**Passage to read**

What is soil? Soil is around everywhere, in our day-to-day life, we step on it, we play on it, and we live. Soil is one of the important natural resources. Without soil, we would not be able to plant trees, do agricultural activities, hence there would be no food and as a result no life.
If we were to explain what is soil, in short, we can say that soil is just as important as any other elements such as air, water, sun, and space. It is thus an inseparable part of life. Do you know that our soil is just like a living thing? Soil is not just plain old dirt. The soil below the surface of the earth supports all major forms of life. Forms of life like that of fungi, bacteria, plant systems, worms, insects, reptiles.
Soil is composed of visually and texturally distinct layers. At the top we see dead rotting leaves floating on the water. The rotting dead matter in the soil is called HUMUS. Below it is a brownish layer of fine clay particles. Below clay particle is a layer of sand particles and at the bottom is a layer, of course, heavy particles called gravels.
Do you know how soil is formed?
Soil is formed when rocks are broken down by the action of wind, water, and climate. This process of soil formation is called weathering.
It is very important to understand that the nature of any soil depends upon the rocks from which it has been formed, the type of vegetation that grows on it, and the types of organisms that live in it. A vertical section through different layers of the soil is called the soil profile.

**Information given**

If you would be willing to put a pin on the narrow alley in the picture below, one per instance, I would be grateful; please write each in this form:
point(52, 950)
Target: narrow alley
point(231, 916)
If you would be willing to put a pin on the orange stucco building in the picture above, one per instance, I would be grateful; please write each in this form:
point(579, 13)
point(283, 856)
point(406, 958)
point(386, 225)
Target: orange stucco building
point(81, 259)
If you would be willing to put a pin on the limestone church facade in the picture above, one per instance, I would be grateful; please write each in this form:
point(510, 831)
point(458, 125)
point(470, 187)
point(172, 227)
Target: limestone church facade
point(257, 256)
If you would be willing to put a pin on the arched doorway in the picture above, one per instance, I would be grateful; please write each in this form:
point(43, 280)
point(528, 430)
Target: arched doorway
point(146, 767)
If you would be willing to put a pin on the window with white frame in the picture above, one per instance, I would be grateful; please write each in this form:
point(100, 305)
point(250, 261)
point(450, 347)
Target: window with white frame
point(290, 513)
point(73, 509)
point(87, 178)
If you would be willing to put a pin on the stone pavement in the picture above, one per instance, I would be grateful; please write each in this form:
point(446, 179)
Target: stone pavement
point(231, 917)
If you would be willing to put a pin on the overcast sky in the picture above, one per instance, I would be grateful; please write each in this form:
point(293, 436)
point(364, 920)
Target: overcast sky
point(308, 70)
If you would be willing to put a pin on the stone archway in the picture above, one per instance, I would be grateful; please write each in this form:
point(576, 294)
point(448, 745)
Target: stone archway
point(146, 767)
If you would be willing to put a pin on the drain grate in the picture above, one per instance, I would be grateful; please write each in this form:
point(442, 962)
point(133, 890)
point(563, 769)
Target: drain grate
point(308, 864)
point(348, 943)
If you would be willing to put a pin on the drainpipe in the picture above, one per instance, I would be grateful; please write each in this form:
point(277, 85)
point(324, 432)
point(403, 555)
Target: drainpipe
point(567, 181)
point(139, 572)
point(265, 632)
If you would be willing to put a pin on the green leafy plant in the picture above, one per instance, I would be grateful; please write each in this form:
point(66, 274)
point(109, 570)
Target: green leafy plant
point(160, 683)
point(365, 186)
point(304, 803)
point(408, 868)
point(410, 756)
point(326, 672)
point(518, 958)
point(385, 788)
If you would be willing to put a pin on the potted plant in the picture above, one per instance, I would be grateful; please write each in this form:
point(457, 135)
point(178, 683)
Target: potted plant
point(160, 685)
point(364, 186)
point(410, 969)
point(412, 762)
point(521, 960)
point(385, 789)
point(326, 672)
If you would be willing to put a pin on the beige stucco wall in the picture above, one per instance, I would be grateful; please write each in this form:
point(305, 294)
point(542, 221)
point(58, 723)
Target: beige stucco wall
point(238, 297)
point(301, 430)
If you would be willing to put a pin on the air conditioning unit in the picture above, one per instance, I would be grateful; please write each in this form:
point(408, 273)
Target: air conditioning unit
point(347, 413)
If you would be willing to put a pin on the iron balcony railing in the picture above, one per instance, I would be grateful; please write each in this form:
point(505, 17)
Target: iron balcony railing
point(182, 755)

**What the task requires**
Rewrite the passage on soil starting with "Do you know how" and going on through "is called weathering.", putting "stones" in place of "rocks". The listing is drawn from a different source than the passage on soil.

**Solution for this exercise**
Do you know how soil is formed?
Soil is formed when stones are broken down by the action of wind, water, and climate. This process of soil formation is called weathering.